[[ SOURCE MATERIAL, beginning ]]

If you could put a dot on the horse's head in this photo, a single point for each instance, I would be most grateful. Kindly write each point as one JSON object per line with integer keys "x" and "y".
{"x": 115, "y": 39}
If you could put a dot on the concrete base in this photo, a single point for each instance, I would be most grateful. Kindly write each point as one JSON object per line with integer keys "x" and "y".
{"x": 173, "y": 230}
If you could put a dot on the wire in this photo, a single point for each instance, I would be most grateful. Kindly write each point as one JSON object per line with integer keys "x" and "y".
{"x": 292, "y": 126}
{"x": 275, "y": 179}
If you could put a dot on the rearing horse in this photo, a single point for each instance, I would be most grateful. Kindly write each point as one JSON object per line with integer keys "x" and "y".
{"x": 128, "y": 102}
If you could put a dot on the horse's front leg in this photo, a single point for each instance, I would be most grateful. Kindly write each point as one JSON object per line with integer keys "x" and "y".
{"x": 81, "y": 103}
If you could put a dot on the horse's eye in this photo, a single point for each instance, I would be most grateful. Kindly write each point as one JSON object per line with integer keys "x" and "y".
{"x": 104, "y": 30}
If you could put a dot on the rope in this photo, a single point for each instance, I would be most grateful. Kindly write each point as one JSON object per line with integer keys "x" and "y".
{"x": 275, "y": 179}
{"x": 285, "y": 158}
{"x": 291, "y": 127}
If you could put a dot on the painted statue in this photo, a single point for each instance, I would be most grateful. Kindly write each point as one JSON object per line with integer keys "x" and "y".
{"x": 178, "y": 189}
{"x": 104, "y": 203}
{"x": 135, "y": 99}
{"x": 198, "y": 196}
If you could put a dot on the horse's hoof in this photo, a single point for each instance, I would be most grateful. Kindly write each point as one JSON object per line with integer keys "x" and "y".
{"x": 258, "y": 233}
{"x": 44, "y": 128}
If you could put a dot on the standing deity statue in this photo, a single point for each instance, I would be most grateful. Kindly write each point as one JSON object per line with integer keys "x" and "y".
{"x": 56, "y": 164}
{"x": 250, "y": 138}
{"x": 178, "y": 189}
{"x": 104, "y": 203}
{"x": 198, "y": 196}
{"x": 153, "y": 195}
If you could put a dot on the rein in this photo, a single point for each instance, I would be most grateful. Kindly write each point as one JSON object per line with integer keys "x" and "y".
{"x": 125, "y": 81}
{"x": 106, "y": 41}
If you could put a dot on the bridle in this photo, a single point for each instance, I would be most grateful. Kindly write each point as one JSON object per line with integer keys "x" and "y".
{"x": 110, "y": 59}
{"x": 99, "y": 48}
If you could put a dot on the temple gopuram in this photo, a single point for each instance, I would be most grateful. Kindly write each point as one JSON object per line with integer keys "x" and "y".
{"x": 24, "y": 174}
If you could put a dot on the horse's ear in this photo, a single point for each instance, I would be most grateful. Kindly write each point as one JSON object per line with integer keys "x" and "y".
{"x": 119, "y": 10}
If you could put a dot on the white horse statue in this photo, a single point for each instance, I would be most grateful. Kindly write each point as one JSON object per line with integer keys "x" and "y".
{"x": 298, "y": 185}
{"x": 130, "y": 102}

[[ SOURCE MATERIAL, end ]]

- _EXERCISE OBJECTIVE_: Take the entries and print them exactly. Keep every line.

- _REPLY_:
If you could put a dot on the horse's head in this photo, a single point for each instance, I would be most grateful. Kindly write each point as one JSON object per line with integer keys "x" and "y".
{"x": 115, "y": 39}
If you could put a dot on the concrete base in this photo, a single point for each instance, I would be most grateful. Kindly write each point as one JSON object per line with integer keys "x" and "y".
{"x": 173, "y": 230}
If you could put a dot on the wire in this photo, a single point for each instance, I would be most grateful. Kindly write each point as one JSON object per line with integer keys "x" and "y".
{"x": 292, "y": 126}
{"x": 275, "y": 179}
If you could put a dot on the rearing horse in this photo, a single point for each instance, I would be most grateful. Kindly write each point as one JSON object per line with integer keys "x" and "y".
{"x": 128, "y": 102}
If you could put a dot on the horse's front leg in this photo, a single point for each instance, I would be most grateful. Kindly write each point as one JSON object per line with integer keys "x" and "y".
{"x": 81, "y": 103}
If you could put a dot on the horse's eye in this photo, a single point for each instance, I would be most grateful. Kindly write each point as one JSON object per line with integer keys "x" and "y".
{"x": 104, "y": 30}
If you could put a dot on the rope in this photo, a single point for each instance, I would be most grateful. Kindly write each point as one JSON object per line with integer keys "x" and "y".
{"x": 275, "y": 179}
{"x": 285, "y": 158}
{"x": 291, "y": 127}
If you could put a dot on the painted statue in this photo, a single point for each instance, I would be most grateful. Kindly write each point as one JSON object per line with integer keys "x" and "y".
{"x": 178, "y": 189}
{"x": 104, "y": 203}
{"x": 135, "y": 99}
{"x": 198, "y": 196}
If you could put a dot on the horse's hoof in this photo, a single point for each instance, I would be most grateful. Kindly write each point as one JSON object per line with integer keys "x" and "y".
{"x": 258, "y": 233}
{"x": 44, "y": 128}
If you could put a dot on the standing deity statue in this photo, a single point for each instance, I would be most grateful. Kindly write each point as one JSON object per line with integer keys "x" and "y".
{"x": 56, "y": 164}
{"x": 250, "y": 138}
{"x": 178, "y": 189}
{"x": 104, "y": 203}
{"x": 198, "y": 196}
{"x": 153, "y": 195}
If you could put a dot on the rein in this photo, a single point for each instance, I would be most grateful. Kindly write each point as one JSON object per line with integer keys "x" and "y".
{"x": 125, "y": 81}
{"x": 106, "y": 41}
If you could put a dot on the bridle in this photo, a single point for each instance, I would be most grateful. Kindly write each point as one JSON object per line with integer keys "x" and "y".
{"x": 110, "y": 59}
{"x": 99, "y": 48}
If you could put a dot on the temple gopuram in this photo, a single point for each instance, I would be most grateful. Kindly write each point as one JSON object per line with integer keys "x" and "y".
{"x": 24, "y": 174}
If you could put a dot on the horse's ear in this photo, a single point for each instance, I would be most grateful. Kindly write each point as one JSON object per line with integer keys "x" and "y".
{"x": 119, "y": 10}
If you could put a dot on the white horse statue in this photo, a single point for each instance, I would be most grateful. Kindly write each point as one JSON object per line with integer keys "x" and "y".
{"x": 298, "y": 185}
{"x": 130, "y": 102}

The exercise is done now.